RECORDS FOR THIS TASK ▸
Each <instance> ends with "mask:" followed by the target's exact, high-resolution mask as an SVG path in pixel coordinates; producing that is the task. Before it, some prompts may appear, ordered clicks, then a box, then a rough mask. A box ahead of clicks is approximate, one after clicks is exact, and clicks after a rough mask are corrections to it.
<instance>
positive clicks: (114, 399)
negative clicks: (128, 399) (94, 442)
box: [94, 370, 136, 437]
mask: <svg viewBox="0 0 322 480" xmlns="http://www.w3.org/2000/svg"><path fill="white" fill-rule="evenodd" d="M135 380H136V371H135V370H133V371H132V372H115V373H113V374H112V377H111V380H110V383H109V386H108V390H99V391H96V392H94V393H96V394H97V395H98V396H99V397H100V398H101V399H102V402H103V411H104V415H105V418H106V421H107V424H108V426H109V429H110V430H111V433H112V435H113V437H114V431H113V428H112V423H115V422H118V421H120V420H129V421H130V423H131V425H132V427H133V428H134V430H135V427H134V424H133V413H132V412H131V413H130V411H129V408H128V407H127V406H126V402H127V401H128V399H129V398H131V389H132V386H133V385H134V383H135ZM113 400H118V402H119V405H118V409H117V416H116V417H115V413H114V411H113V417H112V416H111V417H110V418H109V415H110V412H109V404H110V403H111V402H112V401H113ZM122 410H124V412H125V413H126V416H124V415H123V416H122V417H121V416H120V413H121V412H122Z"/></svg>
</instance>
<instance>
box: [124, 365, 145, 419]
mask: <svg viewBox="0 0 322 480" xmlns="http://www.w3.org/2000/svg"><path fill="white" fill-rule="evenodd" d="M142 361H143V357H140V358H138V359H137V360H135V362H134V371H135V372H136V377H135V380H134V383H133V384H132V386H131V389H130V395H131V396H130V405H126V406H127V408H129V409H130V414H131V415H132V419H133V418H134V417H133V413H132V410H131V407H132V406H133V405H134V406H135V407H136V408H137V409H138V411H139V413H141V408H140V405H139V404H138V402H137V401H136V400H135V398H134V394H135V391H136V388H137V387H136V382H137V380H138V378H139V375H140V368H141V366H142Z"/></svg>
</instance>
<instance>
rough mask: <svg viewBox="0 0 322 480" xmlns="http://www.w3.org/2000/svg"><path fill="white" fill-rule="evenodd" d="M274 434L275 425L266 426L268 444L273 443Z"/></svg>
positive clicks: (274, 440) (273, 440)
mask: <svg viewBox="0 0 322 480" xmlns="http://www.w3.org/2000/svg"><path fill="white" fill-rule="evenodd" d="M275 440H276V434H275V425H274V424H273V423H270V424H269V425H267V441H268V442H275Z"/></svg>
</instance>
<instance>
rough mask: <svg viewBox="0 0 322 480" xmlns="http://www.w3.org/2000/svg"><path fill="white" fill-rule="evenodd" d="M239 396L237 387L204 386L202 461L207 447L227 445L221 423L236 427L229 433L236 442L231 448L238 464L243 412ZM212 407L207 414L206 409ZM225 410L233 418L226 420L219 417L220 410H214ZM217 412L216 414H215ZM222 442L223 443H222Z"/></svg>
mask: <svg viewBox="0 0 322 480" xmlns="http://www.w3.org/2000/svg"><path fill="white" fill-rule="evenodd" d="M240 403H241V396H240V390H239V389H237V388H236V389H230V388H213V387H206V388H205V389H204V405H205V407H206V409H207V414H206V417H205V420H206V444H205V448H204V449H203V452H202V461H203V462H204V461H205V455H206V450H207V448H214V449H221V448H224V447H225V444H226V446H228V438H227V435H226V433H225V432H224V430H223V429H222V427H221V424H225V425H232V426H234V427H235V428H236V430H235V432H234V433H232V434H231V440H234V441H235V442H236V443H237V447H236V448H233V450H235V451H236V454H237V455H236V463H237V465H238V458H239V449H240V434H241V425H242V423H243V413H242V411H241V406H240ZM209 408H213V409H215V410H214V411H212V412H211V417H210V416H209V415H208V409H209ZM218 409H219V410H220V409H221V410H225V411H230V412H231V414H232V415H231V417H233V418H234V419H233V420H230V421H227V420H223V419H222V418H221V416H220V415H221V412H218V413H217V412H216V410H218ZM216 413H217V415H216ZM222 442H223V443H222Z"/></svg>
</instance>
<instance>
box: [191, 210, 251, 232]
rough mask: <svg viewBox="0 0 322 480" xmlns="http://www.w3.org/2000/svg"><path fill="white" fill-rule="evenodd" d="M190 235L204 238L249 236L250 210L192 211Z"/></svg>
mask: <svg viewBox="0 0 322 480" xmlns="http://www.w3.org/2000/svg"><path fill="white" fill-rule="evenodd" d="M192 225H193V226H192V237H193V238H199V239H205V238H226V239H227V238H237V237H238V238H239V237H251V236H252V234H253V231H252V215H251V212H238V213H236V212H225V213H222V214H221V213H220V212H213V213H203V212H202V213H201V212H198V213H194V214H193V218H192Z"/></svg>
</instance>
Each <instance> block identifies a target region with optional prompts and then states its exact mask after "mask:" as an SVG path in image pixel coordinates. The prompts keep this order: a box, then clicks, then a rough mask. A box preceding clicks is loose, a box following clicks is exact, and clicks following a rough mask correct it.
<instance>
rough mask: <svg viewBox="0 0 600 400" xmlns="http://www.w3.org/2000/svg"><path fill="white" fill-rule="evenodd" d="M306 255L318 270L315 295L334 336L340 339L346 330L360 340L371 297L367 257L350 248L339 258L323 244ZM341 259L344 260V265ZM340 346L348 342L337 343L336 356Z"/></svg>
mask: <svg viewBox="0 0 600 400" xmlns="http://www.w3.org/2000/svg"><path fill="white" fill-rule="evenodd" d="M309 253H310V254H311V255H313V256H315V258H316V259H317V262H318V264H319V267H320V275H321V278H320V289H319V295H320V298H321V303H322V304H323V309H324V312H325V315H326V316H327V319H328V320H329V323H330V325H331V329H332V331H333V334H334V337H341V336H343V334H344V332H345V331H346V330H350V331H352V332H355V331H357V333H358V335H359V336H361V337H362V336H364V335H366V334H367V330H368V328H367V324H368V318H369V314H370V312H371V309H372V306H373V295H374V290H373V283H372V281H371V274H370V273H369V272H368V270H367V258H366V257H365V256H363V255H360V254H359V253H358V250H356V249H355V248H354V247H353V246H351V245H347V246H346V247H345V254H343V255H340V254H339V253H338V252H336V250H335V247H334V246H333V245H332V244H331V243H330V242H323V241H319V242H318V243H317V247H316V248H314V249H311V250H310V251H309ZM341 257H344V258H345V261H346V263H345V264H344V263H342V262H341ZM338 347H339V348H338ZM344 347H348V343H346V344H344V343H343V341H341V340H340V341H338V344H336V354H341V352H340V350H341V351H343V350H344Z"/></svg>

WHAT IS REQUIRED ▸ How many lines in the entries above contain the string "positive"? Matching is case-sensitive; give only the number.

SOLUTION TO THE EXERCISE ▸ 2